Your goal ▸ Locate every line in the records below that contains the word "deck" and reproduce each such line in full.
* begin Records supplied *
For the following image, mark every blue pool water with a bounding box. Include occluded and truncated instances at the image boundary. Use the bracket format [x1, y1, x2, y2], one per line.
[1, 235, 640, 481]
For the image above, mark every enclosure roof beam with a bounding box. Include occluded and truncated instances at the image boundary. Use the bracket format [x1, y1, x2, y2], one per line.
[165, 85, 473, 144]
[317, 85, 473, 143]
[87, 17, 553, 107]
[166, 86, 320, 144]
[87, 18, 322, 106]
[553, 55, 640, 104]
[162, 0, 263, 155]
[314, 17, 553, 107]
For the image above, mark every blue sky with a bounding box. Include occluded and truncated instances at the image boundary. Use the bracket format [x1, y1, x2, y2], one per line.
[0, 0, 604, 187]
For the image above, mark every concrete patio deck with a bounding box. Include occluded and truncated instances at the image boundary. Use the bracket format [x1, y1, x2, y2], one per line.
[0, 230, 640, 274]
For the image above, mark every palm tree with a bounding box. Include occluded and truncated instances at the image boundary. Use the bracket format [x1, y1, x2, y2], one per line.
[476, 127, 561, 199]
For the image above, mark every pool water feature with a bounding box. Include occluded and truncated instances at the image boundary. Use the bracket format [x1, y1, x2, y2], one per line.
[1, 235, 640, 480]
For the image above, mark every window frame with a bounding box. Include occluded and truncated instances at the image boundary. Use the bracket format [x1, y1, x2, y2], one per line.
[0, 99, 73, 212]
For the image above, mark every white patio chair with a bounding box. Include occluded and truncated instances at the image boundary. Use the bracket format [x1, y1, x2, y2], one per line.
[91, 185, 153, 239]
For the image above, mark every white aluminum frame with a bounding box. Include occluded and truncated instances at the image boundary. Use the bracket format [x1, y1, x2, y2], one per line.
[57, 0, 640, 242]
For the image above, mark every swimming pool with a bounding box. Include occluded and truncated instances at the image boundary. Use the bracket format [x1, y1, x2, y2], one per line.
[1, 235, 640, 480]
* end Records supplied *
Written response ▸
For the image above, mark every concrete patio deck with a bounding box. Include occluded and truncated instances at the image boundary. Use the bracket format [x1, y1, x2, y2], one per line.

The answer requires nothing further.